CONSIGNE. Recopiez mot pour mot, s'il vous plaît, le passage de la critique de Manon ci-dessous allant de « Cette reprise de » à « et Attala Ayan. ».
=== EXTRAIT SOURCE ===
Cette reprise de Manon aura connu bien des vicissitudes avant que le rideau ne se lève finalement ce vendredi 11 février sur la soirée d’ouverture, avec six jours de décalage. En effet, la première, initialement prévue le 5, a été annulée en raison de la détection de nombreux cas positifs à la Covid 19 au sein de l’orchestre, et la générale, également annulée pour les mêmes raisons, a pris la place de la deuxième représentation. Auparavant, le ténor initialement prévu dans le rôle de Des Grieux avait dû renoncer à sa participation au spectacle. Trois ténors ont alors été engagés pour le remplacer, Roberto Alagna qui ne chantera finalement qu’un seul soir, Benjamin Berheim et Attala Ayan.
Est-ce à cause de ces contretemps, récurrents ces derniers mois, que durant presque toute la représentation nous avons eu le sentiment que le cœur n’y était pas ? Certes, les interprètes faisaient leur travail avec application, heureux de pouvoir enfin chanter devant le public mais en même temps lassés, nous a-t-il semblé, par toutes les contraintes qu’ils subissent depuis deux ans pour parvenir à exercer leur art. A moins que la direction d’orchestre lisse et académique mais néanmoins précise de James Gaffigan ne soit en cause ?
L’équipe réunie pour la circonstance, moins spectaculaire qu’en mars 2020, n’en comporte pas moins des chanteurs émérites qui ont fait leurs preuves. Les seconds rôles, dans leur ensemble, n’appellent aucune remarque particulière. Rodolphe Briand retrouve le personnage de Guillot de Morfontaine qu’il avait déjà incarné avec malice il y a deux ans, Marc Labonnette est un Brétigny haut en couleur dans ses improbables costumes. Andrea Cueva Molnar, Ilanah Lobel-Torres et Jeanne Ireland forment un trio de courtisanes accortes et frivoles à souhait. Jean Teitgen possède une voix bien timbrée et un grave sonore, son Comte Des Grieux à la fois noble et bienveillant lui vaudra une salve d’applaudissements nourris au rideau final. En revanche, le Lescaut d’Andrzej Filończyk nous a paru quelque peu falot. Le baryton polonais possède un timbre clair et un medium solide. Si la voix n’est pas très puissante, il parvient néanmoins à se faire entendre, mais son personnage demeure constamment en retrait.
=== LES DONNÉES ===
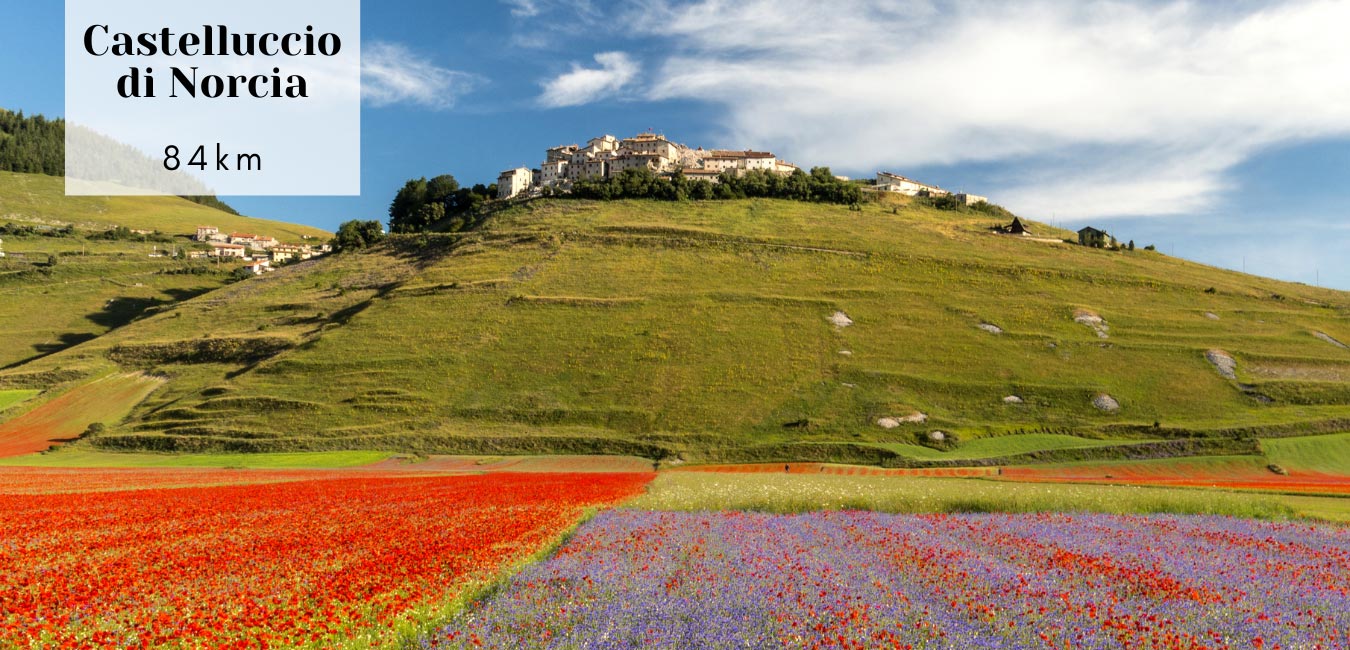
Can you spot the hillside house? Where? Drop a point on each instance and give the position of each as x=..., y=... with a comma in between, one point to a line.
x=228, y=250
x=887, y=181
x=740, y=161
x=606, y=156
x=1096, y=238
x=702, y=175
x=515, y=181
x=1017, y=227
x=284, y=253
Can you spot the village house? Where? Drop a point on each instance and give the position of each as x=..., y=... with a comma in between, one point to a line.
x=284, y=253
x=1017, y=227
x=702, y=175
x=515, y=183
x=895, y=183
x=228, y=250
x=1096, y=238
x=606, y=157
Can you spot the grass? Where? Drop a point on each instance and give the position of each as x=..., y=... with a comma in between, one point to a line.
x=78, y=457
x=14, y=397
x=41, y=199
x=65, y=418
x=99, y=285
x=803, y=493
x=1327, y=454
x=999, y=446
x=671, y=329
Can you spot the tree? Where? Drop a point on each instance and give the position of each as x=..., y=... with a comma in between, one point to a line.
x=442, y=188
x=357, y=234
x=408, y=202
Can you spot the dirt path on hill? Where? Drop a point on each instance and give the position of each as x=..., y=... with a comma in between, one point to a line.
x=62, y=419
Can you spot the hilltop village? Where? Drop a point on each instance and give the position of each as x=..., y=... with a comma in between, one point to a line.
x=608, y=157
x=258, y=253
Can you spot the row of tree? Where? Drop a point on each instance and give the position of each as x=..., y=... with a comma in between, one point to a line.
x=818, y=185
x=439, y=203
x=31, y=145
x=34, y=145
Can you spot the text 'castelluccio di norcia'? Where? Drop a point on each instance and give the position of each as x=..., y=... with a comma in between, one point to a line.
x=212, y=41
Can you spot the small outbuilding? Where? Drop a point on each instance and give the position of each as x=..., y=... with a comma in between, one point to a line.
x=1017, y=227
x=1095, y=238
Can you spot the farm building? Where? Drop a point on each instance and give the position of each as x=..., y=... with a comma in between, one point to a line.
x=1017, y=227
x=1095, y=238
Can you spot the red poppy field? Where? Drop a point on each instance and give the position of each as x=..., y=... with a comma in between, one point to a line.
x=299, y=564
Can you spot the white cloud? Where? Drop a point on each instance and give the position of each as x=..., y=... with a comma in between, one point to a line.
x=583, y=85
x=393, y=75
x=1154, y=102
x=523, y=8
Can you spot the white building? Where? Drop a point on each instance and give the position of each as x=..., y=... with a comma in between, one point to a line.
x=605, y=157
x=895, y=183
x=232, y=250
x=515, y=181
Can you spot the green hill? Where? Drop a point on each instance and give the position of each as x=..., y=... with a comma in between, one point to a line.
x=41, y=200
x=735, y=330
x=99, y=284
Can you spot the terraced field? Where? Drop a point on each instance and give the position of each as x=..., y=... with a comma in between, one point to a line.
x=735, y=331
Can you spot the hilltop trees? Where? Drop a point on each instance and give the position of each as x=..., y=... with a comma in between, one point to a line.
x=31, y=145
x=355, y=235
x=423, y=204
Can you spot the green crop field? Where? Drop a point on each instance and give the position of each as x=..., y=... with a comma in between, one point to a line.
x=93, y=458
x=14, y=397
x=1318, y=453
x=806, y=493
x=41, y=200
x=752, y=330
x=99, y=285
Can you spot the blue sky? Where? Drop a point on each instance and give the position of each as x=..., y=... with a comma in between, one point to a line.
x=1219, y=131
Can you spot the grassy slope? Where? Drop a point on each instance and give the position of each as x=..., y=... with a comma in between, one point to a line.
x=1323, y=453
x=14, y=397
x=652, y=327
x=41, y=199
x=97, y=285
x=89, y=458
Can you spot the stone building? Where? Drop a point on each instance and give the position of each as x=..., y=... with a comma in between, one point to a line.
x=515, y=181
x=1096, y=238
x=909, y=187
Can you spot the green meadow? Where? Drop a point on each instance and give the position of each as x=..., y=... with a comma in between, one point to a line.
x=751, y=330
===
CORRIGÉ.
Cette reprise de Manon aura connu bien des vicissitudes avant que le rideau ne se lève finalement ce vendredi 11 février sur la soirée d’ouverture, avec six jours de décalage. En effet, la première, initialement prévue le 5, a été annulée en raison de la détection de nombreux cas positifs à la Covid 19 au sein de l’orchestre, et la générale, également annulée pour les mêmes raisons, a pris la place de la deuxième représentation. Auparavant, le ténor initialement prévu dans le rôle de Des Grieux avait dû renoncer à sa participation au spectacle. Trois ténors ont alors été engagés pour le remplacer, Roberto Alagna qui ne chantera finalement qu’un seul soir, Benjamin Berheim et Attala Ayan.